▸ Brief: Give the lines of the rows below as a numbered list, starting at the line that contains "Which element in the image above is the shrub?" and ending at the line that contains "xmin=408 ymin=234 xmax=531 ymax=247". Leave out any blank lines.

* * *

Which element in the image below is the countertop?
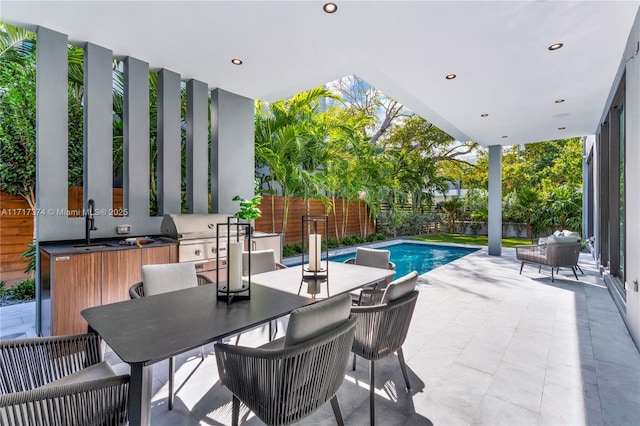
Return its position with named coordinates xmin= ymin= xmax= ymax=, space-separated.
xmin=39 ymin=236 xmax=178 ymax=256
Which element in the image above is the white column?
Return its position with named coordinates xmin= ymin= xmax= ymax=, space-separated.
xmin=488 ymin=145 xmax=502 ymax=256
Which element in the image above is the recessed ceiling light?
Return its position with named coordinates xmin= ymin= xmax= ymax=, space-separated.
xmin=322 ymin=3 xmax=338 ymax=13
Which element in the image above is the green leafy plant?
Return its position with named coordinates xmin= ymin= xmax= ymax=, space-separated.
xmin=233 ymin=195 xmax=262 ymax=222
xmin=22 ymin=243 xmax=36 ymax=274
xmin=3 ymin=278 xmax=36 ymax=300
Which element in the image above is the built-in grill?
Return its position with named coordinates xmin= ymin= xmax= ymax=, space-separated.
xmin=160 ymin=214 xmax=239 ymax=280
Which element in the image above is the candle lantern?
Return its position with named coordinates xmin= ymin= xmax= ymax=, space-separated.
xmin=216 ymin=216 xmax=251 ymax=304
xmin=302 ymin=215 xmax=329 ymax=281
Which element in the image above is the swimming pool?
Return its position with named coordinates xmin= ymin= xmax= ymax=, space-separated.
xmin=287 ymin=242 xmax=478 ymax=278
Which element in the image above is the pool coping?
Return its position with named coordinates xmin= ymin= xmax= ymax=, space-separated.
xmin=282 ymin=238 xmax=487 ymax=268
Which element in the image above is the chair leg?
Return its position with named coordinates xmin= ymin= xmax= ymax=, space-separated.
xmin=168 ymin=357 xmax=176 ymax=410
xmin=571 ymin=266 xmax=579 ymax=281
xmin=398 ymin=348 xmax=411 ymax=392
xmin=331 ymin=395 xmax=344 ymax=426
xmin=231 ymin=395 xmax=240 ymax=426
xmin=369 ymin=361 xmax=376 ymax=426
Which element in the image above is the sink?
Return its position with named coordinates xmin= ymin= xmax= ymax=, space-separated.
xmin=73 ymin=243 xmax=109 ymax=250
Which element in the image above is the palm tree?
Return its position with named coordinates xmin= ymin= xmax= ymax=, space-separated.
xmin=442 ymin=198 xmax=464 ymax=233
xmin=512 ymin=186 xmax=542 ymax=239
xmin=255 ymin=87 xmax=333 ymax=238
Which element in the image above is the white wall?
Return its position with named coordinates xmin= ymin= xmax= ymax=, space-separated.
xmin=624 ymin=12 xmax=640 ymax=348
xmin=595 ymin=12 xmax=640 ymax=349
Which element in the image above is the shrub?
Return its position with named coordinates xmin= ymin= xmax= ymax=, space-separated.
xmin=322 ymin=238 xmax=340 ymax=249
xmin=6 ymin=278 xmax=36 ymax=300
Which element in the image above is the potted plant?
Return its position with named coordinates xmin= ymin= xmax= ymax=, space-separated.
xmin=233 ymin=195 xmax=262 ymax=233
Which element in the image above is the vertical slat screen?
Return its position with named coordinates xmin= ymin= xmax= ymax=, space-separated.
xmin=123 ymin=57 xmax=150 ymax=217
xmin=186 ymin=80 xmax=209 ymax=213
xmin=211 ymin=89 xmax=255 ymax=213
xmin=36 ymin=27 xmax=69 ymax=241
xmin=158 ymin=69 xmax=182 ymax=215
xmin=83 ymin=43 xmax=113 ymax=216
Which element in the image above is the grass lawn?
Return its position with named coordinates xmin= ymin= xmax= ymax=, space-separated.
xmin=408 ymin=234 xmax=531 ymax=247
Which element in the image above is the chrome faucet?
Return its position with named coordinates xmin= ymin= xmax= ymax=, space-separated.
xmin=85 ymin=199 xmax=98 ymax=244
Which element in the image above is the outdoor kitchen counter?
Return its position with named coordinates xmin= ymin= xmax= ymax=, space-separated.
xmin=39 ymin=237 xmax=178 ymax=256
xmin=36 ymin=237 xmax=178 ymax=336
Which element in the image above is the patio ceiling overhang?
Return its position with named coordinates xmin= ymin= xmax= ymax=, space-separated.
xmin=0 ymin=0 xmax=639 ymax=146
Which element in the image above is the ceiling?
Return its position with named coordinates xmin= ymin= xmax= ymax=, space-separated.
xmin=0 ymin=0 xmax=639 ymax=146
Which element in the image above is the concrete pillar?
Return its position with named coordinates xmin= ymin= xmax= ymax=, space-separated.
xmin=488 ymin=145 xmax=502 ymax=256
xmin=211 ymin=89 xmax=255 ymax=214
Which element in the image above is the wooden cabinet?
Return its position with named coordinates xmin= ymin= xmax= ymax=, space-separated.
xmin=101 ymin=247 xmax=141 ymax=305
xmin=36 ymin=244 xmax=178 ymax=336
xmin=49 ymin=253 xmax=101 ymax=335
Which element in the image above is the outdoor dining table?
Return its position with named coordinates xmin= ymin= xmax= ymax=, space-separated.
xmin=81 ymin=262 xmax=393 ymax=426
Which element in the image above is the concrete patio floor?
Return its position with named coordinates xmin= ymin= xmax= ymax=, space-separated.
xmin=0 ymin=249 xmax=640 ymax=425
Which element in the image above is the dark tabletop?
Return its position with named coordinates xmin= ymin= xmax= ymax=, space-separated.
xmin=81 ymin=285 xmax=314 ymax=365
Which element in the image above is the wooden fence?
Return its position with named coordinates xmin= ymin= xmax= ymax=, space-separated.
xmin=0 ymin=191 xmax=34 ymax=287
xmin=0 ymin=188 xmax=375 ymax=287
xmin=255 ymin=196 xmax=375 ymax=244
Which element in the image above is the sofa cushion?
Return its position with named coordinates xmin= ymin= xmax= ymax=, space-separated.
xmin=547 ymin=235 xmax=580 ymax=244
xmin=142 ymin=263 xmax=198 ymax=296
xmin=284 ymin=294 xmax=351 ymax=347
xmin=39 ymin=361 xmax=116 ymax=389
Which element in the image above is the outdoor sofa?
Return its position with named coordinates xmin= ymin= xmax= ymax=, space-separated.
xmin=516 ymin=231 xmax=582 ymax=282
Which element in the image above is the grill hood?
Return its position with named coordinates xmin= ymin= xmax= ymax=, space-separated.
xmin=160 ymin=214 xmax=238 ymax=240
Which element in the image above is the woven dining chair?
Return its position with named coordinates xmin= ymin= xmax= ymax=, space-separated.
xmin=0 ymin=334 xmax=130 ymax=426
xmin=351 ymin=271 xmax=418 ymax=425
xmin=215 ymin=294 xmax=356 ymax=425
xmin=129 ymin=263 xmax=213 ymax=410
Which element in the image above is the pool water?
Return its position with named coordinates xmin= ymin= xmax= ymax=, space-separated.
xmin=292 ymin=243 xmax=478 ymax=278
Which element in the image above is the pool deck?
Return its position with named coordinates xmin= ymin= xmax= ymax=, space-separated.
xmin=0 ymin=245 xmax=640 ymax=426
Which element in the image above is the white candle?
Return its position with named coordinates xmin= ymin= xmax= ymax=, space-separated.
xmin=309 ymin=234 xmax=322 ymax=271
xmin=227 ymin=241 xmax=244 ymax=291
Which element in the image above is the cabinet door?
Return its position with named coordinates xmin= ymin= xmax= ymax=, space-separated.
xmin=102 ymin=249 xmax=142 ymax=305
xmin=51 ymin=253 xmax=101 ymax=336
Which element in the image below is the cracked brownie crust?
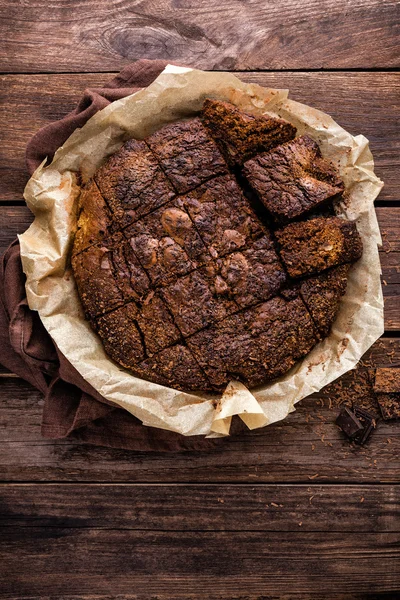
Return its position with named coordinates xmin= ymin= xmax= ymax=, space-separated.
xmin=71 ymin=99 xmax=362 ymax=391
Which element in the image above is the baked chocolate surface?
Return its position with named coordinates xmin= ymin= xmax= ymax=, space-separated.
xmin=71 ymin=100 xmax=362 ymax=391
xmin=202 ymin=98 xmax=296 ymax=166
xmin=243 ymin=135 xmax=344 ymax=222
xmin=275 ymin=217 xmax=362 ymax=278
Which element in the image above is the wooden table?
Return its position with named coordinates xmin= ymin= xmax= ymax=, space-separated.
xmin=0 ymin=0 xmax=400 ymax=600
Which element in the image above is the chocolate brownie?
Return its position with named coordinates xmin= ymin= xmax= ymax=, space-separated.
xmin=161 ymin=264 xmax=239 ymax=337
xmin=94 ymin=140 xmax=175 ymax=226
xmin=132 ymin=344 xmax=214 ymax=392
xmin=243 ymin=135 xmax=344 ymax=221
xmin=299 ymin=265 xmax=350 ymax=338
xmin=73 ymin=180 xmax=115 ymax=254
xmin=72 ymin=100 xmax=362 ymax=394
xmin=124 ymin=201 xmax=211 ymax=286
xmin=374 ymin=368 xmax=400 ymax=421
xmin=181 ymin=175 xmax=265 ymax=258
xmin=186 ymin=298 xmax=318 ymax=388
xmin=217 ymin=234 xmax=286 ymax=307
xmin=146 ymin=118 xmax=228 ymax=194
xmin=72 ymin=234 xmax=149 ymax=318
xmin=202 ymin=98 xmax=296 ymax=166
xmin=95 ymin=292 xmax=181 ymax=367
xmin=275 ymin=217 xmax=362 ymax=278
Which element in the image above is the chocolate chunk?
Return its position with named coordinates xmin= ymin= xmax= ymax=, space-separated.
xmin=374 ymin=368 xmax=400 ymax=421
xmin=181 ymin=175 xmax=265 ymax=258
xmin=146 ymin=119 xmax=228 ymax=194
xmin=161 ymin=265 xmax=239 ymax=337
xmin=124 ymin=201 xmax=211 ymax=286
xmin=336 ymin=406 xmax=364 ymax=439
xmin=275 ymin=217 xmax=362 ymax=278
xmin=202 ymin=98 xmax=296 ymax=166
xmin=218 ymin=235 xmax=286 ymax=307
xmin=94 ymin=140 xmax=175 ymax=226
xmin=353 ymin=405 xmax=376 ymax=445
xmin=243 ymin=136 xmax=344 ymax=222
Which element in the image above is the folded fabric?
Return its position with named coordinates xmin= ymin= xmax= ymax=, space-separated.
xmin=0 ymin=60 xmax=244 ymax=452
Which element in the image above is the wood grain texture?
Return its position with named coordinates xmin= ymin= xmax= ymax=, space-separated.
xmin=0 ymin=484 xmax=400 ymax=600
xmin=0 ymin=483 xmax=400 ymax=534
xmin=0 ymin=72 xmax=400 ymax=201
xmin=0 ymin=0 xmax=399 ymax=73
xmin=0 ymin=339 xmax=400 ymax=485
xmin=0 ymin=205 xmax=400 ymax=331
xmin=0 ymin=526 xmax=400 ymax=600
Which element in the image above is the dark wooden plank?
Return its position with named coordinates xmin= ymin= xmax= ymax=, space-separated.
xmin=0 ymin=339 xmax=400 ymax=484
xmin=0 ymin=205 xmax=400 ymax=331
xmin=0 ymin=528 xmax=400 ymax=600
xmin=0 ymin=0 xmax=399 ymax=73
xmin=0 ymin=484 xmax=400 ymax=534
xmin=0 ymin=72 xmax=400 ymax=201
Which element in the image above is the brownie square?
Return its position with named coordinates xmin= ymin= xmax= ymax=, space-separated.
xmin=299 ymin=265 xmax=350 ymax=338
xmin=181 ymin=175 xmax=264 ymax=258
xmin=146 ymin=118 xmax=228 ymax=194
xmin=244 ymin=297 xmax=318 ymax=379
xmin=186 ymin=314 xmax=268 ymax=388
xmin=71 ymin=234 xmax=150 ymax=318
xmin=95 ymin=140 xmax=175 ymax=226
xmin=133 ymin=344 xmax=214 ymax=391
xmin=72 ymin=180 xmax=115 ymax=255
xmin=202 ymin=98 xmax=296 ymax=166
xmin=92 ymin=303 xmax=146 ymax=368
xmin=218 ymin=235 xmax=286 ymax=307
xmin=124 ymin=201 xmax=211 ymax=286
xmin=275 ymin=217 xmax=362 ymax=278
xmin=161 ymin=265 xmax=239 ymax=337
xmin=243 ymin=136 xmax=344 ymax=222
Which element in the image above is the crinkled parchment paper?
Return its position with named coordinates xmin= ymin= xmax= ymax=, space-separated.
xmin=19 ymin=66 xmax=383 ymax=437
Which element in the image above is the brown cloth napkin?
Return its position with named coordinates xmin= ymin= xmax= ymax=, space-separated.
xmin=0 ymin=60 xmax=244 ymax=452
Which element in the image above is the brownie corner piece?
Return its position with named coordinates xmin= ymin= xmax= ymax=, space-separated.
xmin=72 ymin=179 xmax=115 ymax=255
xmin=92 ymin=303 xmax=146 ymax=369
xmin=275 ymin=217 xmax=363 ymax=278
xmin=243 ymin=136 xmax=344 ymax=222
xmin=132 ymin=344 xmax=216 ymax=392
xmin=94 ymin=139 xmax=175 ymax=227
xmin=201 ymin=98 xmax=296 ymax=166
xmin=146 ymin=118 xmax=228 ymax=194
xmin=299 ymin=264 xmax=351 ymax=338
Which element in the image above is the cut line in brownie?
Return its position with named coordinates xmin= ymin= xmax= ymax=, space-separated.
xmin=202 ymin=98 xmax=296 ymax=167
xmin=186 ymin=297 xmax=318 ymax=388
xmin=243 ymin=135 xmax=344 ymax=222
xmin=94 ymin=292 xmax=181 ymax=368
xmin=299 ymin=264 xmax=351 ymax=338
xmin=146 ymin=118 xmax=228 ymax=194
xmin=71 ymin=233 xmax=150 ymax=318
xmin=217 ymin=234 xmax=286 ymax=307
xmin=94 ymin=140 xmax=175 ymax=227
xmin=161 ymin=264 xmax=239 ymax=337
xmin=275 ymin=217 xmax=362 ymax=278
xmin=123 ymin=201 xmax=211 ymax=286
xmin=179 ymin=175 xmax=265 ymax=258
xmin=132 ymin=344 xmax=215 ymax=392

* * *

▸ Reply to the exercise:
1. Which element in the image above is the shrub?
2. Return its position with named coordinates xmin= ymin= xmax= ymax=, space-separated.
3. xmin=322 ymin=238 xmax=340 ymax=249
4. xmin=6 ymin=278 xmax=36 ymax=300
5. Which element in the image above is the potted plant?
6. Return its position with named coordinates xmin= ymin= xmax= ymax=, space-separated.
7. xmin=233 ymin=195 xmax=262 ymax=233
8. Which element in the image above is the vertical slat screen?
9. Return its position with named coordinates xmin= ymin= xmax= ymax=, space-separated.
10. xmin=123 ymin=57 xmax=150 ymax=217
11. xmin=186 ymin=80 xmax=209 ymax=213
12. xmin=211 ymin=89 xmax=255 ymax=213
13. xmin=36 ymin=27 xmax=69 ymax=241
14. xmin=158 ymin=69 xmax=182 ymax=215
15. xmin=83 ymin=43 xmax=113 ymax=216
16. Which element in the image above is the grass lawn?
17. Return its position with named coordinates xmin= ymin= xmax= ymax=, space-separated.
18. xmin=408 ymin=234 xmax=531 ymax=247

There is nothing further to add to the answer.